Applewhite v The Commonwealth of Pennsylvania, the case now under review by the state Supreme Court, is named for one its plaintiffs, Viviette Applewhite.  A group of lawyers headed by the ACLU represented her and several other plaintiffs in July before PA Commonwealth Judge Robert Simpson.  They asked for the law, which establishes strict new identification requirements for voters, to be struck down.  The plaintiff’s group asserts that the law’s requirements for voter ID are unnecessarily strict; that they are so specific and demanding that some registered voters will be barred from voting the polls. 

Applewhite is 93 and does not have a driver's license or Social Security card.  The plaintiff was adopted at a young age, and the name on her birth certificate is Viviette Brooks.  Applewhite is unable to locate adoption records from the 1920's showing her name change.  Under the new law, Applewhite, who has been voting for decades, would not be allow to cast a vote for President on November 6th.  In a decision announced on August 15th, Judge Simpson declined to strike down the law.  The current case is an appeal to that one.

(A couple of days after losing her case, Applewhite was awarded a photo-ID card at a PennDOT Driver’s License Center.  The Department of State boasted that this was an example of the kind of "case-by-case" decision they have always insisted might be helpful to some.  For voters now trying to get ID, there is no comfort knowing that the subjective decision of a PennDOT clerk could determine whether or not they vote this year.)

The Question

The plaintiffs are asking the Court to halt the implementation of the law before November 6th.  They say the law is not necessary to prevent voter fraud, and that it is simply not possible for all registered voters to be informed about the new requirements and provided with the necessary ID in time for the election.

Supporters of the law feel that it will prevent voter impersonation.  They acknowledge that there is no evidence that voter impersonation is occurring, but cite concerns about public confidence in the security and integrity of the ballot.  They feel that requiring every voter to present a current, government-issued photo ID at the polls is a reasonable expectation, and that most voters should not have any difficulty obtaining the right ID. 

The Court

This state Supreme Court has only six members currently – a seventh is sitting out due to a fraud investigation unrelated to this case.  Of the six, three are Republican and three are Democratic.  In the case of a split decision, the law will stand.

The Chief Justice is a Republican, Ronald Castille.  The other Republicans are Justice Michael Eakin, and Justice Thomas Saylor.  The Democrats are Justices Max Baer, Debra Todd, and Seamus McCaffery.

..............................

> Short task 1
List every state Supreme Court justice named in the voter ID article, with each one's party.
> Short task 2
Turn the voter ID article's paragraph beginning "Applewhite is 93" into a short bulleted list that keeps its main facts.
> Short task 3
Continue the voter ID article with a few more paragraphs, picking up after its closing list of the justices.

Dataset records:
..............................

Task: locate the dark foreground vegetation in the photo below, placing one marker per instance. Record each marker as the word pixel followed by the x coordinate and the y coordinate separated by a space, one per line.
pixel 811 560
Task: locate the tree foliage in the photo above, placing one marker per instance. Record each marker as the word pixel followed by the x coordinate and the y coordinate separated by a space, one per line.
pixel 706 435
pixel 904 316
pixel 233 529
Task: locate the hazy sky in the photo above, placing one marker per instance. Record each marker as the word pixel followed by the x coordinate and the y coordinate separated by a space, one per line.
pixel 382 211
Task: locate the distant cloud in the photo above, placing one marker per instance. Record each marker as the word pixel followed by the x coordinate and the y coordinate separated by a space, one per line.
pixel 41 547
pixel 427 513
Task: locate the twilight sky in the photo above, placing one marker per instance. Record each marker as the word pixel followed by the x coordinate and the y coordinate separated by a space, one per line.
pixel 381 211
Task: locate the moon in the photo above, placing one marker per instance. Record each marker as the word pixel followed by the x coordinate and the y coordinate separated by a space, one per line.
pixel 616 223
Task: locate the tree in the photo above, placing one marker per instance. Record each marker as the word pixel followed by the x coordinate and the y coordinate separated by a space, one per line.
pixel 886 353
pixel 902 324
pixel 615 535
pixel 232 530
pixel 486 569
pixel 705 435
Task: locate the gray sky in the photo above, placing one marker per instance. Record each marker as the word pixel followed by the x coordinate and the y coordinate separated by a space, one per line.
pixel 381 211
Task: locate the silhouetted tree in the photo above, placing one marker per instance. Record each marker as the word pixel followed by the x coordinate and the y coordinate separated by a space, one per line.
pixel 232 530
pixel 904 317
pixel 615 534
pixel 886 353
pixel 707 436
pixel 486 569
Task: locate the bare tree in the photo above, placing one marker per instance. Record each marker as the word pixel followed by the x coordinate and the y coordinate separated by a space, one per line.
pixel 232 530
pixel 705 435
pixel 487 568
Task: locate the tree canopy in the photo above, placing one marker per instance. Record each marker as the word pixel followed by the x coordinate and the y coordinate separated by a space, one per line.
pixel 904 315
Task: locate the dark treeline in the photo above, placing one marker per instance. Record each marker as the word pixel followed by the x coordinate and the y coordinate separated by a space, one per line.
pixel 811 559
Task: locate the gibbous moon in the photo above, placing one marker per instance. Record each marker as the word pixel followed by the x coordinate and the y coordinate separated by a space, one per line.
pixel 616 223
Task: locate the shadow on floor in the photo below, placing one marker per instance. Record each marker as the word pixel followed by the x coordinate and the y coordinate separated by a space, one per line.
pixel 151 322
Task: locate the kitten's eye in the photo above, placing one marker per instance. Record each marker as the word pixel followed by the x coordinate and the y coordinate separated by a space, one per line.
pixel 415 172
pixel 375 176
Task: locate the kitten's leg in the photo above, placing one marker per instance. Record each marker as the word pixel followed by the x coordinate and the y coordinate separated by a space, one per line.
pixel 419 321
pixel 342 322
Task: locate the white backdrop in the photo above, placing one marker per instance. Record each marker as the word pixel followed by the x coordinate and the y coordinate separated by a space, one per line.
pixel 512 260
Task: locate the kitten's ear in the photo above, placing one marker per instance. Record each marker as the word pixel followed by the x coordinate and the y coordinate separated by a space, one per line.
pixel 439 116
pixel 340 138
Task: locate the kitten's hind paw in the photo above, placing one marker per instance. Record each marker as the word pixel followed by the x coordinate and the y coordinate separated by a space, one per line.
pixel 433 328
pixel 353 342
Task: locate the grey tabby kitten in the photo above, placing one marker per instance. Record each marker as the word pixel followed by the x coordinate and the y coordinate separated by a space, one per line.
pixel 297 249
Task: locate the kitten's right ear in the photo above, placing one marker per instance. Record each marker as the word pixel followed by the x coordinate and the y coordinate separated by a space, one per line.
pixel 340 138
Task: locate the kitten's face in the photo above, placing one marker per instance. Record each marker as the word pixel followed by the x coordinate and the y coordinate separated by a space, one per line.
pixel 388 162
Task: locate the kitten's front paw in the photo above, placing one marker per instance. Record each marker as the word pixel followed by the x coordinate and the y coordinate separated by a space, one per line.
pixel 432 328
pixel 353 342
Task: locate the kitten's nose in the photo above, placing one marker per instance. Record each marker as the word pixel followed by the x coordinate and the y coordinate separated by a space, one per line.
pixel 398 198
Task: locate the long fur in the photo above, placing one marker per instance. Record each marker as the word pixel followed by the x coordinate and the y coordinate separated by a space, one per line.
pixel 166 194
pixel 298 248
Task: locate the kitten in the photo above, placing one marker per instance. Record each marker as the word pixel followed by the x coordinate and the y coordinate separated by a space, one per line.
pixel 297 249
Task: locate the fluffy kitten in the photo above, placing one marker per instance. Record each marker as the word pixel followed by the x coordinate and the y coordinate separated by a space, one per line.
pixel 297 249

..............................

> Exercise output 1
- Ronald Castille (Republican, Chief Justice)
- Michael Eakin (Republican)
- Thomas Saylor (Republican)
- Max Baer (Democrat)
- Debra Todd (Democrat)
- Seamus McCaffery (Democrat)

> Exercise output 2
- Applewhite is 93 and has neither a driver's license nor a Social Security card.
- She was adopted young, and her birth certificate gives her name as Viviette Brooks.
- She cannot find the adoption records from the 1920s that show her name change.
- Under the new law, she could not vote for President on November 6th, even though she has voted for decades.
- On August 15th, Judge Simpson declined to strike down the law.
- The current case appeals that decision.

> Exercise output 3
The Attorneys

ACLU attorney David Gersch represented the plaintiffs on Thursday.  The Commonwealth of Pennsylvania was represented by John Kerr, and attorney Alfred Putnam appeared as Council for Governor Tom Corbett.

The Arguments

David Gersch, arguing for plaintiffs, asserted that the Voter ID law will "disenfranchise (completely prevent from voting) many voters, and burden others."  Gersch stated that the harm to the Commonwealth of upholding the law is negligible, while the harm to the electorate is immediate and irreparable.  He stated that the severity of the burden in the original case was not correctly analyzed, and that by rushing the law into effect, there will be eligible, registered voters who cannot vote in this election.

Several Justices telegraphed a reluctance to overturn the law simply because the law was passed by the legislature and signed by the Governor, and because the legislator has a right to regulate electoral processes, and because Judge Simpson has already upheld the law once.  Chief Justice Ronald Castille commented that the fact that the State may be "rushing" to implement the law is not a legal reason by which the Court can overturn the first ruling.  (It appears possible the decision may turn mostly on these questions, although the Justices went on to entertain some discussion of the merits.)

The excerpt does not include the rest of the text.